### [Your instructions]
Reproduce the lines below word for word, leaving out the pictures.

### [Records for the task]

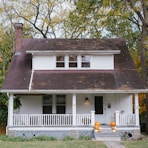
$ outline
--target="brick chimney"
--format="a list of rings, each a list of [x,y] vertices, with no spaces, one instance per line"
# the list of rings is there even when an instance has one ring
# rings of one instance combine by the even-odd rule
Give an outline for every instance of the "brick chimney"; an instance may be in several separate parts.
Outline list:
[[[20,51],[22,49],[23,40],[23,24],[15,23],[15,51]]]

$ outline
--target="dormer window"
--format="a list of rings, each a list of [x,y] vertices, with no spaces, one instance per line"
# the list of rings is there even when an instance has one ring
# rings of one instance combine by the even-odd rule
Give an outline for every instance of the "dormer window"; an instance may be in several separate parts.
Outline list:
[[[72,67],[72,68],[77,67],[77,56],[75,55],[69,56],[69,67]]]
[[[64,56],[56,57],[56,67],[65,67]]]
[[[90,67],[90,56],[89,55],[83,55],[81,56],[81,67]]]

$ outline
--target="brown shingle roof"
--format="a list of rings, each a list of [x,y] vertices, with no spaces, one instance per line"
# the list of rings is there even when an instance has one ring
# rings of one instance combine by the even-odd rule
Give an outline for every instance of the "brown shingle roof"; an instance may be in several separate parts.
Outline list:
[[[25,39],[23,49],[12,57],[4,90],[28,90],[31,56],[27,50],[121,50],[115,55],[115,70],[35,71],[32,90],[136,90],[145,89],[122,39]]]

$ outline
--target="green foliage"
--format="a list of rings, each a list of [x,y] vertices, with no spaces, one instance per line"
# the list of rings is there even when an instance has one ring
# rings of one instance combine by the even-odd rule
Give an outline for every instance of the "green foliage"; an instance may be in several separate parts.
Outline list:
[[[75,140],[75,138],[71,137],[71,136],[65,136],[63,138],[63,141],[68,141],[68,140]]]
[[[79,140],[91,140],[90,136],[80,136]]]
[[[0,94],[0,125],[7,124],[7,114],[8,114],[8,98],[6,94]]]

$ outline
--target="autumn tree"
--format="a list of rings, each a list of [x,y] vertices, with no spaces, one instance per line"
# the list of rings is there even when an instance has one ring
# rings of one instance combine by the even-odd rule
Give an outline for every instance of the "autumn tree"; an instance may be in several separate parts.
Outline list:
[[[12,22],[29,25],[34,37],[56,38],[60,35],[62,20],[68,11],[64,0],[2,1],[7,17]]]

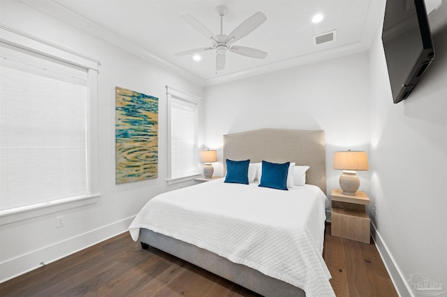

### [Output of the exercise]
$ outline
--target="brick chimney"
--format="a list of rings, each a list of [x,y] vertices, with no spaces, one instance per line"
# the list of rings is there even when an instance has one ring
# rings of one instance combine by the even-odd rule
Give an outline for every instance of the "brick chimney"; an instance may be in several separate parts.
Outline list:
[[[20,51],[22,49],[23,40],[23,24],[15,23],[15,51]]]

$ outline
--target="dormer window"
--format="a list of rings, each a list of [x,y] vertices, with no spaces, one instance per line"
# the list of rings is there even when an instance has one ring
# rings of one instance combine by the even-odd rule
Give an outline for every instance of the "dormer window"; an instance may be in several separate parts.
Outline list:
[[[72,67],[72,68],[77,67],[77,56],[75,55],[69,56],[69,67]]]
[[[64,56],[56,57],[56,67],[65,67]]]
[[[90,67],[90,56],[89,55],[83,55],[81,56],[81,67]]]

$ outline
--target="brown shingle roof"
--format="a list of rings, each a list of [x,y] vertices, with no spaces, one instance per line"
# the list of rings is there even when an instance has one ring
# rings of one instance combine by the even-odd rule
Give an outline for every instance of the "brown shingle roof"; an instance may be in several separate parts.
Outline list:
[[[25,39],[23,49],[12,57],[4,90],[28,90],[31,56],[27,50],[121,50],[115,55],[115,70],[35,71],[32,90],[136,90],[145,89],[122,39]]]

$ outline
--target="green foliage"
--format="a list of rings, each a list of [x,y] vertices, with no spaces, one instance per line"
# the list of rings is there even when an instance has one ring
# rings of one instance combine by the even-odd rule
Give an outline for every instance of the "green foliage"; an instance may be in several separate parts.
Outline list:
[[[75,140],[75,138],[71,137],[71,136],[65,136],[63,138],[63,141],[68,141],[68,140]]]
[[[79,140],[91,140],[90,136],[80,136]]]
[[[0,94],[0,125],[7,124],[7,114],[8,114],[8,98],[6,94]]]

$ outline
--target="autumn tree"
--format="a list of rings, each a list of [x,y] vertices, with no spaces, one instance per line"
# the list of rings is there even when an instance has one ring
# rings of one instance combine by the even-odd rule
Give an outline for every instance of the "autumn tree"; an instance may be in several separate parts.
Outline list:
[[[12,22],[29,25],[34,37],[56,38],[60,35],[62,20],[68,11],[64,0],[2,1],[7,17]]]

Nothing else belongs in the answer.